__Your task__:
Gather every line of the entries that contains the string "hand". Case counts.

|---|

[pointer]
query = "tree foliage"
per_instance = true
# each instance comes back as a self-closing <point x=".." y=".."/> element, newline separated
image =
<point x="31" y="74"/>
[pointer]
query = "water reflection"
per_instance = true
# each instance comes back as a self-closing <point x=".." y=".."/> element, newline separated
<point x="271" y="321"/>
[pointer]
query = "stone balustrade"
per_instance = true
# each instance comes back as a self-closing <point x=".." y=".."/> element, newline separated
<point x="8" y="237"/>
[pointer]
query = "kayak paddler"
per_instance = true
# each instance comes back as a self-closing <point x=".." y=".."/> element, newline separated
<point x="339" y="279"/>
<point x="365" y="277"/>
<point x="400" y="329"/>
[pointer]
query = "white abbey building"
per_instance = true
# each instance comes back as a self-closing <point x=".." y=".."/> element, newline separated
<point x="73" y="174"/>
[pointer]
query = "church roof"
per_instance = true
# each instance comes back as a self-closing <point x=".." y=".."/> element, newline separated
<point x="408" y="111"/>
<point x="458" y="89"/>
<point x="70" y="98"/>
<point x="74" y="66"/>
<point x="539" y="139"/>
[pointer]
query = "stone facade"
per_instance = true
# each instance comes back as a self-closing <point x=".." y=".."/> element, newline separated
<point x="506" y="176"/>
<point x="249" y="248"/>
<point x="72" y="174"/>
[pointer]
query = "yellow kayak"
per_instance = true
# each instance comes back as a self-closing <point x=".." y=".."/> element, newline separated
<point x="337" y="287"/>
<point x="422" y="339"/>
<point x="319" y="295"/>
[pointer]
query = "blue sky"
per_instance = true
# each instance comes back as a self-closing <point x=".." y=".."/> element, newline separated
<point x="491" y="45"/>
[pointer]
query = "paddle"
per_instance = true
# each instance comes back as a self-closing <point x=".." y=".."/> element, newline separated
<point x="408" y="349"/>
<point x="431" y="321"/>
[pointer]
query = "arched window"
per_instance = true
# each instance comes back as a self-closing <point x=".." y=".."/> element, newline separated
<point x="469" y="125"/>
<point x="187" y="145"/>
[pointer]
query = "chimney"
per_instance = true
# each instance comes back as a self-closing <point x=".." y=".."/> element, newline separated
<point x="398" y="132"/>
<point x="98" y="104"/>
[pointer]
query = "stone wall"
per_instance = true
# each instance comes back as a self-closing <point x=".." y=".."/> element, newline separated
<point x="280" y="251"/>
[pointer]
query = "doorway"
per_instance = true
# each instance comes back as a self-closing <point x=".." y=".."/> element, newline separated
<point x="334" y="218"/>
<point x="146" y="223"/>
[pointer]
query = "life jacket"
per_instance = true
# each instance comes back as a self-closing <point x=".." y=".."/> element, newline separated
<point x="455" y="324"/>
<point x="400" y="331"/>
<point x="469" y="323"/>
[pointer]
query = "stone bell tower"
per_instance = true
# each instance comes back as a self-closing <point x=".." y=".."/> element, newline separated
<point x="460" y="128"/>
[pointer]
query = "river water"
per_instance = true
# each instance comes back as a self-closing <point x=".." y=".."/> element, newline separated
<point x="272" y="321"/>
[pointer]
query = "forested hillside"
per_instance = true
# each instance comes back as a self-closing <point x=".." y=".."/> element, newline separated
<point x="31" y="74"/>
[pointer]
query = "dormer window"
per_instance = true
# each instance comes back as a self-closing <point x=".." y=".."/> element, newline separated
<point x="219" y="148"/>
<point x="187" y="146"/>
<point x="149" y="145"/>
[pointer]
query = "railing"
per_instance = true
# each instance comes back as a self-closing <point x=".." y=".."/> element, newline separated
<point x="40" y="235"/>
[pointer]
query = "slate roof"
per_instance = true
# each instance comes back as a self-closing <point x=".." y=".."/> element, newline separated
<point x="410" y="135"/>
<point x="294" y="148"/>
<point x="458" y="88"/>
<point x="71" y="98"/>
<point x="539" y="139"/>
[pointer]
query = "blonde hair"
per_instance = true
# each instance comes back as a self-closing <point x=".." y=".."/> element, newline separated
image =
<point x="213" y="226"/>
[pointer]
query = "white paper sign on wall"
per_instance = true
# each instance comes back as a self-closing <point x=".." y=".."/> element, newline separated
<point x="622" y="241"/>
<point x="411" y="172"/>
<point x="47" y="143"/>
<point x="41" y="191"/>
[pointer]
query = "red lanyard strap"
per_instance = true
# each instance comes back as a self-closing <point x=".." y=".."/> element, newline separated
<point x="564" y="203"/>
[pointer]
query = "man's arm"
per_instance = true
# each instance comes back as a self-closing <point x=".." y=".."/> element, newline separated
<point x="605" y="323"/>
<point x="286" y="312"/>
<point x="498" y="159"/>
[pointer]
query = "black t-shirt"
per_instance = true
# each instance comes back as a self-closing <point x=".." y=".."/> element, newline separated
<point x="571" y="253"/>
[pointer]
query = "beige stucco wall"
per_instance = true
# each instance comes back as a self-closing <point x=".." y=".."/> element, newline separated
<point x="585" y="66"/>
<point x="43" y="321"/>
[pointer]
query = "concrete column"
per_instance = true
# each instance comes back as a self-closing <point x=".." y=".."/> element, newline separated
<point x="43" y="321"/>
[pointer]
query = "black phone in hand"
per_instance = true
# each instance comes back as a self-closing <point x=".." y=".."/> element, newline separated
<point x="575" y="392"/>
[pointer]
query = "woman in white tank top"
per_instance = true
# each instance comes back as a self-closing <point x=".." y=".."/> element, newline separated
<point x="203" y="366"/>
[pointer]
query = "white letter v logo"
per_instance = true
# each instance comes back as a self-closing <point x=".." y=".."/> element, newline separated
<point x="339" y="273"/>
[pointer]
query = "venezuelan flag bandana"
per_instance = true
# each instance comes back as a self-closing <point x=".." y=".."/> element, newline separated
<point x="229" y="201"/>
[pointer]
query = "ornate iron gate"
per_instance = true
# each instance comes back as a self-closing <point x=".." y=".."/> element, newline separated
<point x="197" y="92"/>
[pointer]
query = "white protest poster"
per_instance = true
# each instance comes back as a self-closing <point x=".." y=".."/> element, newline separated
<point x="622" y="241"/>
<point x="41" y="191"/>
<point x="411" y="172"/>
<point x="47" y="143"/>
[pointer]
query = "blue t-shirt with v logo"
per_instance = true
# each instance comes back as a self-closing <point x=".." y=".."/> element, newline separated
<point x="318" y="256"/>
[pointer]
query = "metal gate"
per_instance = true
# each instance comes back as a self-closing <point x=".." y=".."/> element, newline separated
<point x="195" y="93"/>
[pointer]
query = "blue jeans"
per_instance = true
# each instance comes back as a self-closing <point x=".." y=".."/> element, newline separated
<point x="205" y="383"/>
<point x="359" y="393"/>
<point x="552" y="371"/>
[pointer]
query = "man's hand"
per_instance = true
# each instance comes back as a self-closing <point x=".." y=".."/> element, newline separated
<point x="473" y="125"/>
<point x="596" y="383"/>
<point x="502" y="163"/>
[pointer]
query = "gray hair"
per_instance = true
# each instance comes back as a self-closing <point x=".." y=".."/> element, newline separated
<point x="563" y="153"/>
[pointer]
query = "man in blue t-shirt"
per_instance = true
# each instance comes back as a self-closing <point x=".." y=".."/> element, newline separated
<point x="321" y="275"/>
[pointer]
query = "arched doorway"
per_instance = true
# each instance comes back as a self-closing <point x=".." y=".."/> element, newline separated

|---|

__Solution for this problem__:
query = "black phone in hand"
query = "man's hand"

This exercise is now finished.